What is required
Tally every line in the following material that has the word "text" in it, and answer with that figure alone.

Data in this exercise
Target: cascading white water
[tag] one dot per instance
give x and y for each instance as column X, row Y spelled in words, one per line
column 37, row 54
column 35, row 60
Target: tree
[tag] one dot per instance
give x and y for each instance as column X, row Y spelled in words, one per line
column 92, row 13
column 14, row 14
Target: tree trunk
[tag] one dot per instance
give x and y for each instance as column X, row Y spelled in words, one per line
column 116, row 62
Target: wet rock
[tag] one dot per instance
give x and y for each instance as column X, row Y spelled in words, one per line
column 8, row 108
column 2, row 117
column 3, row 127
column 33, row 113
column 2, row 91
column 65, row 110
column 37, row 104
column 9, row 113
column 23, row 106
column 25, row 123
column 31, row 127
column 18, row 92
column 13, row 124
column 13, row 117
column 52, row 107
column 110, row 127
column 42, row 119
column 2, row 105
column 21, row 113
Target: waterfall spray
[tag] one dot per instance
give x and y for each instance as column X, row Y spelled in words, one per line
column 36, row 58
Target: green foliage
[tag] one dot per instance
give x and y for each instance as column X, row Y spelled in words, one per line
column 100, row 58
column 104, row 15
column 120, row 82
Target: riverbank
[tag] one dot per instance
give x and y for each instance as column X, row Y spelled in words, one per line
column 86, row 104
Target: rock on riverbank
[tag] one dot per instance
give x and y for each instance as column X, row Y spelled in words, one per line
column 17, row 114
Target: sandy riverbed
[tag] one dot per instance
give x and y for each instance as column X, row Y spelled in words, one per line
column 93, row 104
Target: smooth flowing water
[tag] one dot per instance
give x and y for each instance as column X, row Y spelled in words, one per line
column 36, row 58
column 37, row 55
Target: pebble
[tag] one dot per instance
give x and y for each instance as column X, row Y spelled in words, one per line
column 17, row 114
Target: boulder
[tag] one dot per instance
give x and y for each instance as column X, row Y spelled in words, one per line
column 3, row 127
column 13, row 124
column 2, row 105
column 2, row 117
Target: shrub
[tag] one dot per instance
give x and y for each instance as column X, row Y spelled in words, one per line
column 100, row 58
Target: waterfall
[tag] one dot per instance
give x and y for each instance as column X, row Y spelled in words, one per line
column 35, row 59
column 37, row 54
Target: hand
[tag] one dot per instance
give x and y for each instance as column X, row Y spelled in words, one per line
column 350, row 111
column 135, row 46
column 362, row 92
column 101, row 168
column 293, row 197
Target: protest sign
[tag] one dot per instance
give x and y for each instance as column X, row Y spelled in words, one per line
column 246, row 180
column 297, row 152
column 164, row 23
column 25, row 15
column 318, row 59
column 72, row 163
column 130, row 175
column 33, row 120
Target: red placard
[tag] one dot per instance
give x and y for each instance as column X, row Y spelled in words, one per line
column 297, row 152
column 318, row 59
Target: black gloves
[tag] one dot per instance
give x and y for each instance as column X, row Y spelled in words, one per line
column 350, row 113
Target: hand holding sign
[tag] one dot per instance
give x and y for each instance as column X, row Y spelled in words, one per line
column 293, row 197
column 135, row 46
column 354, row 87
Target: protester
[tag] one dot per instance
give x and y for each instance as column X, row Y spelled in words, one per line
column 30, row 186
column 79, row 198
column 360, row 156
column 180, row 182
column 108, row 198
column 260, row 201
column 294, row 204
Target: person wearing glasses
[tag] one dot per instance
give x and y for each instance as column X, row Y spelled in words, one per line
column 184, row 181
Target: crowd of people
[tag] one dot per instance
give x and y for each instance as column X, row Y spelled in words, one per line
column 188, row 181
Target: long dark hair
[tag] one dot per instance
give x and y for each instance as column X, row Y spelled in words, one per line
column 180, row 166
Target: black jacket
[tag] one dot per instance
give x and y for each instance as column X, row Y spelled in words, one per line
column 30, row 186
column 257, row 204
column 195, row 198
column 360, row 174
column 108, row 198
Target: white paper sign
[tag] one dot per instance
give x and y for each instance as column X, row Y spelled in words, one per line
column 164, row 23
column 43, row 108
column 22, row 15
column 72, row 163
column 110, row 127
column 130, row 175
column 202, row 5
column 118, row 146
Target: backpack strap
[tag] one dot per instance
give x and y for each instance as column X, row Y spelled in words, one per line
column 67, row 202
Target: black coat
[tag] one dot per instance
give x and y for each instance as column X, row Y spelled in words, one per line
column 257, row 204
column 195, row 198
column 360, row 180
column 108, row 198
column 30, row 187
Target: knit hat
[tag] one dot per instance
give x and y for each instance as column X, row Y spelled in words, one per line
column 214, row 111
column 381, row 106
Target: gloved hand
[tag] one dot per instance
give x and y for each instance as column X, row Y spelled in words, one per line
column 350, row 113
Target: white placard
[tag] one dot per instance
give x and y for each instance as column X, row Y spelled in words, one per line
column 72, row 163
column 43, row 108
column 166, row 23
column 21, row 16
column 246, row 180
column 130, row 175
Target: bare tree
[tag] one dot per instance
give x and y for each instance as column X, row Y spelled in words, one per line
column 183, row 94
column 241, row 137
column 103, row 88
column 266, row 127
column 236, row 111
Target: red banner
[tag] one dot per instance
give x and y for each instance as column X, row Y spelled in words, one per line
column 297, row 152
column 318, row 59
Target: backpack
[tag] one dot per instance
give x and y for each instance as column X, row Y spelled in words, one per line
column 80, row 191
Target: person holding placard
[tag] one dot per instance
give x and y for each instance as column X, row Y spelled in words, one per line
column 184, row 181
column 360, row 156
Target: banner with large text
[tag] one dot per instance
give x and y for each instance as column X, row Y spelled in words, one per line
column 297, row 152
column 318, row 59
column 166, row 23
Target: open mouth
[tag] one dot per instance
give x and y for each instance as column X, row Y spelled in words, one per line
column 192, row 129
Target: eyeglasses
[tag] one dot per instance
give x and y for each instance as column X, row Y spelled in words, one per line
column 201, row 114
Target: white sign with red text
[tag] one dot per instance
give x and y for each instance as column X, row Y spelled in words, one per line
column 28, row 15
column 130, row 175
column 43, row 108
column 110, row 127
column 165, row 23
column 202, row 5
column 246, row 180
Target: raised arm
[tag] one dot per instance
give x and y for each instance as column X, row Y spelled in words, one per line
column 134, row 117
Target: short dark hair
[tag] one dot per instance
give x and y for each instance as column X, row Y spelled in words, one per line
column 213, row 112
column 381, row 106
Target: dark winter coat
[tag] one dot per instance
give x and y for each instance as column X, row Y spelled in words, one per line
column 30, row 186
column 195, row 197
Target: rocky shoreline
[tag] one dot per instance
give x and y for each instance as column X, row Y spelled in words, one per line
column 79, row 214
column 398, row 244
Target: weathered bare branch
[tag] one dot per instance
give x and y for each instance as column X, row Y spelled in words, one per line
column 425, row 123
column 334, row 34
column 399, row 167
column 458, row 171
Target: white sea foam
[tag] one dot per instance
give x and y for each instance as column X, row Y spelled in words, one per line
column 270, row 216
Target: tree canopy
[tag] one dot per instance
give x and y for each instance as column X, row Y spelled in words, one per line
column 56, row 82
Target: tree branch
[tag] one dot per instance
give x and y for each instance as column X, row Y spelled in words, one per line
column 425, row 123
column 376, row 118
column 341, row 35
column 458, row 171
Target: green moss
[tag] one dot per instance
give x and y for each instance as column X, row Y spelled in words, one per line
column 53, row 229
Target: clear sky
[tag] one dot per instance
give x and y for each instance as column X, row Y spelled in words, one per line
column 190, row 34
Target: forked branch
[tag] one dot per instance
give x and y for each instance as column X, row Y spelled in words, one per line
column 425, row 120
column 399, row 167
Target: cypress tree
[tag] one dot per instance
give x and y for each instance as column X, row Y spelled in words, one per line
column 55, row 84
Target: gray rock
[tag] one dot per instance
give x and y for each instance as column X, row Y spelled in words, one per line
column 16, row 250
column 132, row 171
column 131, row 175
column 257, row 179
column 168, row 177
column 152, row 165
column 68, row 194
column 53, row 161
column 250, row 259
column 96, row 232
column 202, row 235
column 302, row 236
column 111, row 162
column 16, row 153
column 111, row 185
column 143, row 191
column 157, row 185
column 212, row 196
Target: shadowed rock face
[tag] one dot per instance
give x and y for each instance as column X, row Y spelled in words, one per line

Your solution
2